### ЗАДАНИЕ 1:
Согласно тексту о форме, на что смотрел творец в греческом метафизическом мифе, создавая вещи?

### ТЕКСТ ДЛЯ ЧТЕНИЯ:
<<<<

Но ведь и форма, поскольку дело идет о духовно воспринимае­мом, о духовно оформляемом - всегда принцип объективности, и в этом заключается ее метафизическое значение как в этике, так и в
искусстве. Когда мы какому-нибудь содержанию приписываем или сообщаем форму, она обладает, помимо данного своего осуществле­ния, идеальным, по крайней мере безвременным, предсуществова- нием; когда она «творится», творец следует чему-то предначертан­ному во внутреннем созерцании, во внутренней данности - как уже в греческом метафизическом мифе творец смотрел на вечные идеи или формы, создавая вещи по образу их и подобию. Каждый кусок бытия, каждое содержание, не исключая душевного события как реального, - единственно; именно оно не может существовать дваж­ды, оно - безусловно лишь оно само в данном месте пространства и времени, и в этом смысле каждому реальному содержанию может быть приписана метафизическая субъективность: он не может вый­ти из этого бытия для себя, заключенного в свои границы. Материя бытия по смыслу своему- бесформенное и поэтому indefinitum и infinitum[64] может быть в целом своем и в каждой части, безусловно, лишь однажды; форма же - наоборот: ограниченное и ограничиваю­щее может реализоваться бесчисленное множество раз. Потому-то оно и есть объективное, что оно нечто большее каждого своего осу­ществления, хотя бы оно и выступило лишь в данном осуществле­нии в первый и последний раз, ибо для него, в идеальном его обсто- янии, безразлично, осуществляется ли оно в том или ином, в одном или в тысяче кусков материи. В этом заключается объективность формы; это делает каждое конкретное существование по сравнению с ней случайным, основанным лишь на самом себе, субъективным; и такое существование лишь постольку становится объективным, по­скольку на нем ощущаются следы формы. Чем более наше делание, наше мышление, наше творчество вырываются из данной непосред­ственности только материального с тем, чтобы проникнуться фор­мой, тем объективней она обстоит, тем более она оказывается при­частной той идеальной свободе принципа формы от всей субъектив­ности однажды протекшего бытия. Вот почему искусство старости, в чьем великолепном неприятии исторически унаследованных форм скрывается отрицание принципа формы вообще, представляется только субъективным.

>>>>

### НАБОР ДАННЫХ:
<<<<

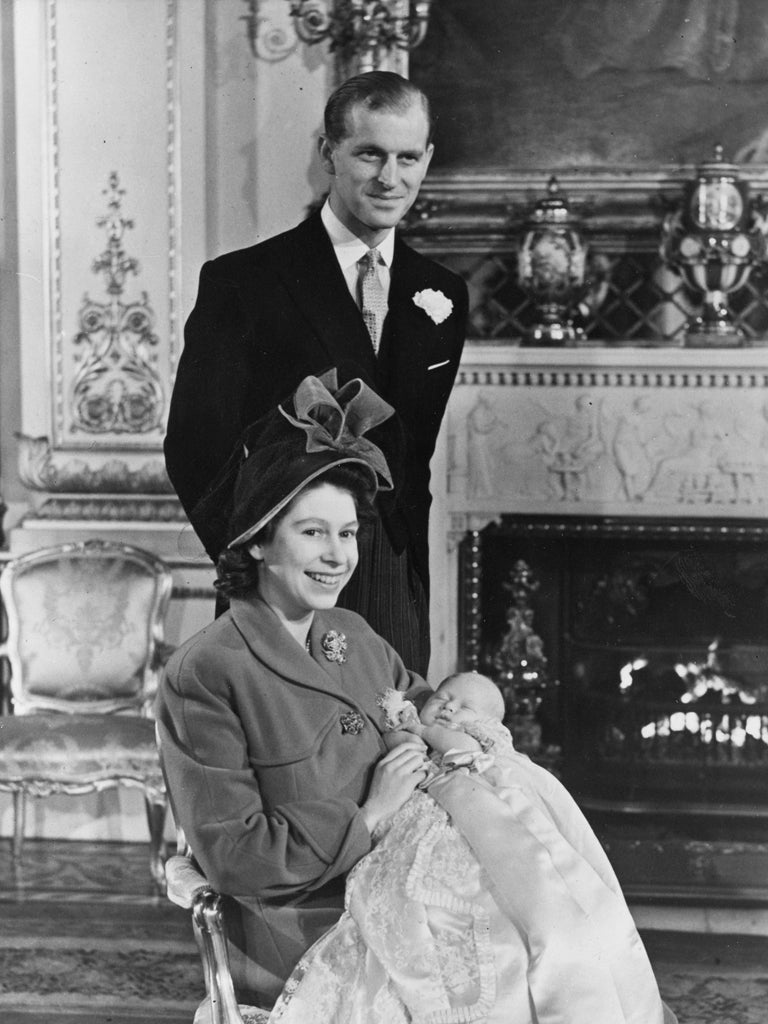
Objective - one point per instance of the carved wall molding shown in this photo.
(115, 509)
(116, 387)
(615, 378)
(271, 31)
(40, 468)
(549, 435)
(67, 416)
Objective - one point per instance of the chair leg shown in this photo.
(156, 814)
(19, 816)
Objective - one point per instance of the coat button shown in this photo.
(351, 722)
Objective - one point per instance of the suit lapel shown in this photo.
(408, 333)
(316, 284)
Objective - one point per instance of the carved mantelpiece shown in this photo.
(616, 434)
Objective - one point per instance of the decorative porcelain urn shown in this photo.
(713, 241)
(551, 268)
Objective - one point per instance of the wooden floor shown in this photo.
(85, 937)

>>>>

### ЗАДАНИЕ 2:
Представьте в виде CSV с двумя столбцами «запрос» и «результат» ту часть записей, которая начинается строкой, содержащей «Objective - one point per instance of the carved mantelpiece», и заканчивается концом записей. Отведите по одной строке на каждый запрос, заключите каждое значение в кавычки и замените переносы строк пробелами.

### ПРАВИЛЬНЫЙ ОТВЕТ 1:
Творец смотрел на вечные идеи или формы.

### ПРАВИЛЬНЫЙ ОТВЕТ 2:
запрос,результат
"Objective - one point per instance of the carved mantelpiece shown in this photo.","(616, 434)"
"Objective - one point per instance of the decorative porcelain urn shown in this photo.","(713, 241) (551, 268)"
"Objective - one point per instance of the wooden floor shown in this photo.","(85, 937)"